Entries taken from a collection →
--------

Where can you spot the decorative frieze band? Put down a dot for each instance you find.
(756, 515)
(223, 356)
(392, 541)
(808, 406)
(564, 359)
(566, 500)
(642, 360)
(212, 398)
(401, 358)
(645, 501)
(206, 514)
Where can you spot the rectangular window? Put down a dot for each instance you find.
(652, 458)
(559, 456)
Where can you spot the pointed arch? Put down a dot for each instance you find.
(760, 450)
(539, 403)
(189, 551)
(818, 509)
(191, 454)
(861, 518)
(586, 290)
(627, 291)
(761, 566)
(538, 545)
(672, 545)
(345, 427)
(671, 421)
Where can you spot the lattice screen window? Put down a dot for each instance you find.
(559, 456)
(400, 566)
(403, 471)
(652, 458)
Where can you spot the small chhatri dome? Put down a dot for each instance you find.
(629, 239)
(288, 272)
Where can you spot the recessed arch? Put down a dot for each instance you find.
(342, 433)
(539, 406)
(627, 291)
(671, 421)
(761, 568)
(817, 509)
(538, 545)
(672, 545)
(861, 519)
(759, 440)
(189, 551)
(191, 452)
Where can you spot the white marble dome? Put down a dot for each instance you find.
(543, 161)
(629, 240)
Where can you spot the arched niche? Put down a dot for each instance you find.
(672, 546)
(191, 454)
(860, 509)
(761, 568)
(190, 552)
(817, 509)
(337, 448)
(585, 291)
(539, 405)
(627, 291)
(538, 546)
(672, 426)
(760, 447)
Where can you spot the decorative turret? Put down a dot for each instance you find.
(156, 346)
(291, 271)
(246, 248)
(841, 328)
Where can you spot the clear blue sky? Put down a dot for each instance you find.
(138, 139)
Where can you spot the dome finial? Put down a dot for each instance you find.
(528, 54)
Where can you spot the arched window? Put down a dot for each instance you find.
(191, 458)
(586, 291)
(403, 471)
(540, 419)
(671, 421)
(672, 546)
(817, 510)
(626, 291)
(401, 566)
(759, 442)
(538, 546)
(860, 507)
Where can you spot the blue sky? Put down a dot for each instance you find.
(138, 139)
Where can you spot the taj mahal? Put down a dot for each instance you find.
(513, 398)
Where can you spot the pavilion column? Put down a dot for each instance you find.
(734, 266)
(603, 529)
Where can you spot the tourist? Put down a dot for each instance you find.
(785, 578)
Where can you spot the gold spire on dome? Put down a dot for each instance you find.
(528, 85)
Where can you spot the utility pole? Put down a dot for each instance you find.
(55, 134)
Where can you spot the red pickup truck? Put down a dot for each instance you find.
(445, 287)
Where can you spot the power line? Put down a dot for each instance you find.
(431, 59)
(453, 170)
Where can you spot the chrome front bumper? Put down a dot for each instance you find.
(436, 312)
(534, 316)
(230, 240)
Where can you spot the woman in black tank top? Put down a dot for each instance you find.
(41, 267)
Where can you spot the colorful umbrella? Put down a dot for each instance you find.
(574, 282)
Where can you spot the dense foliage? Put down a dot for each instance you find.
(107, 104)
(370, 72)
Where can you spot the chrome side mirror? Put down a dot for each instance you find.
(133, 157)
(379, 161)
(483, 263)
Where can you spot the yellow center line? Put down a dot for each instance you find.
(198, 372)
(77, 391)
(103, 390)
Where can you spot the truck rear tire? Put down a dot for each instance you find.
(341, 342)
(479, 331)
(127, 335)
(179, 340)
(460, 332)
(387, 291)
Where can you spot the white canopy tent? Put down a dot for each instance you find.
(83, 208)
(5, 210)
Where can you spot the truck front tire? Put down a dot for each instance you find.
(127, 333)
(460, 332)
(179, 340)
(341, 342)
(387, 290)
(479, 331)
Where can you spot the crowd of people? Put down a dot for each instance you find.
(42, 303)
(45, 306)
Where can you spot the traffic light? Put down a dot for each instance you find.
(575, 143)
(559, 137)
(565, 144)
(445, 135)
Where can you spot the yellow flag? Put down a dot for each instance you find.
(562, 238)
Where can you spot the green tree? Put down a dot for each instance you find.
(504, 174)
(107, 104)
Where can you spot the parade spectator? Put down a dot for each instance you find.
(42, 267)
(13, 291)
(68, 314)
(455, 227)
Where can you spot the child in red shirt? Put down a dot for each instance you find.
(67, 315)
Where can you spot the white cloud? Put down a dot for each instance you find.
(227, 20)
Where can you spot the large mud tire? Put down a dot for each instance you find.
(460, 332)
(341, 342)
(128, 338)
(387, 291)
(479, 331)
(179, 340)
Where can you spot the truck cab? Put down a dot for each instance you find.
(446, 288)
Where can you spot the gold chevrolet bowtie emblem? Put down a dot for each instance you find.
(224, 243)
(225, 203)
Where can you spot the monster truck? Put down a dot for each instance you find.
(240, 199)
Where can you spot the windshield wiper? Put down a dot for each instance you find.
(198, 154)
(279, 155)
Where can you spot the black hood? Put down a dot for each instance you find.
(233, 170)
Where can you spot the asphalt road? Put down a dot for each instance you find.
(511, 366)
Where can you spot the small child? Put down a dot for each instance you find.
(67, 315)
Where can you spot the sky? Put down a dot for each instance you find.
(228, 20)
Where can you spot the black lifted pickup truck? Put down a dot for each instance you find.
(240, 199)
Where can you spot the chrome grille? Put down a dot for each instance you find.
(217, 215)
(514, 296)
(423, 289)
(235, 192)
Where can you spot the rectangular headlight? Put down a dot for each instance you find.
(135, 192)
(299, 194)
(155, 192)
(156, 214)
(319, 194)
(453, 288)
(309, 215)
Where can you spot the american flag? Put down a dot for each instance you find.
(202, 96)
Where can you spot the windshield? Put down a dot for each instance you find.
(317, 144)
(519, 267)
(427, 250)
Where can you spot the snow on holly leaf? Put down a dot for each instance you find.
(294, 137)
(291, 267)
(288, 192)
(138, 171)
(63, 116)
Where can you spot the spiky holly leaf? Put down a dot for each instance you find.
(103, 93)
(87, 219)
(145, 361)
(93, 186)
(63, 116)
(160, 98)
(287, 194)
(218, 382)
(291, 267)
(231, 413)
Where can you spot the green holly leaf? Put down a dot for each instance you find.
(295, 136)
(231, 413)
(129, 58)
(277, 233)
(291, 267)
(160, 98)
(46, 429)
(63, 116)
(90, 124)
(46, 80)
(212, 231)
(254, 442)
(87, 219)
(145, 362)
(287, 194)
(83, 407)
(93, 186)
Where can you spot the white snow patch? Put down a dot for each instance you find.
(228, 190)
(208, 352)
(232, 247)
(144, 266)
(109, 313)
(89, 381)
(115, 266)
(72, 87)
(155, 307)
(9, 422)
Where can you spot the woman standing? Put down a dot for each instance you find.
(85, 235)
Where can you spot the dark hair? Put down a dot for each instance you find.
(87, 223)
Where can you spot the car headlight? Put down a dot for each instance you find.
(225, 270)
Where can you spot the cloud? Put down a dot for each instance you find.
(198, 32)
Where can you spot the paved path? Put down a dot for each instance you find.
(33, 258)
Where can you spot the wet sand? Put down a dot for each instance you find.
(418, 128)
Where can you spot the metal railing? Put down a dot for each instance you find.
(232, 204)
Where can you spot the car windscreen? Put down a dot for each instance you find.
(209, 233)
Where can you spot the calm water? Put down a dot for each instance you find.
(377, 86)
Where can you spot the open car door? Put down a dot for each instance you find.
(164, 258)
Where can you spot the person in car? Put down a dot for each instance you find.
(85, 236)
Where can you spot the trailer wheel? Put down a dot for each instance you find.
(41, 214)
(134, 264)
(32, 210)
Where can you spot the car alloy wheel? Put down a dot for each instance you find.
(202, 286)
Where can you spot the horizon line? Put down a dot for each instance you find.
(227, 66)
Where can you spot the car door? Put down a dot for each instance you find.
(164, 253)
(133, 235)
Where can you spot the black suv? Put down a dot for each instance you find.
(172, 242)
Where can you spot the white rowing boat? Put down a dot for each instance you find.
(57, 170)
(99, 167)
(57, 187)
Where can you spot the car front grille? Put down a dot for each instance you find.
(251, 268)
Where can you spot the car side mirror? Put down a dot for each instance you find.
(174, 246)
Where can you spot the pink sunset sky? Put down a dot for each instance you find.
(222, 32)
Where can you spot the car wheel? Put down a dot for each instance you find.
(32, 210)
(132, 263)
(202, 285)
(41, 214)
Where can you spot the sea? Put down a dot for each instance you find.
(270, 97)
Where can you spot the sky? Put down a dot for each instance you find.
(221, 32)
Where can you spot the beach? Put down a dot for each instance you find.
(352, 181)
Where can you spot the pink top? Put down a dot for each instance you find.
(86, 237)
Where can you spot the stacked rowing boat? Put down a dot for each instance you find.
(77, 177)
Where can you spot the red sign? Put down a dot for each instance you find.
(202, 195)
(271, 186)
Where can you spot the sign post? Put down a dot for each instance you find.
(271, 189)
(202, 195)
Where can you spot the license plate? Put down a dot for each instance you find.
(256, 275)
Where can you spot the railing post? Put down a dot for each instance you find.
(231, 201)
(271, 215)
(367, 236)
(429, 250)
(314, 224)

--------

Work required → For this exercise, copy word for word the line that contains "Where can you spot the sea?" and every line after it, ending with the last line of the entries above.

Response →
Where can you spot the sea? Put down a dot for each instance you find.
(270, 97)
Where can you spot the sky? Put down a dot for each instance you find.
(221, 32)
Where can you spot the beach? Put down a dot for each instance you find.
(352, 181)
Where can you spot the pink top? Put down a dot for each instance you find.
(86, 237)
Where can you spot the stacked rowing boat? Put down a dot for each instance you find.
(77, 177)
Where can you spot the red sign? Put down a dot for each instance you find.
(202, 195)
(271, 186)
Where can you spot the sign post? Put down a dot for each instance you find.
(271, 189)
(202, 195)
Where can you spot the license plate? Put down a dot for each instance you find.
(256, 275)
Where can you spot the railing post? Put down a dot for each instance you find.
(231, 201)
(271, 215)
(367, 236)
(429, 250)
(314, 224)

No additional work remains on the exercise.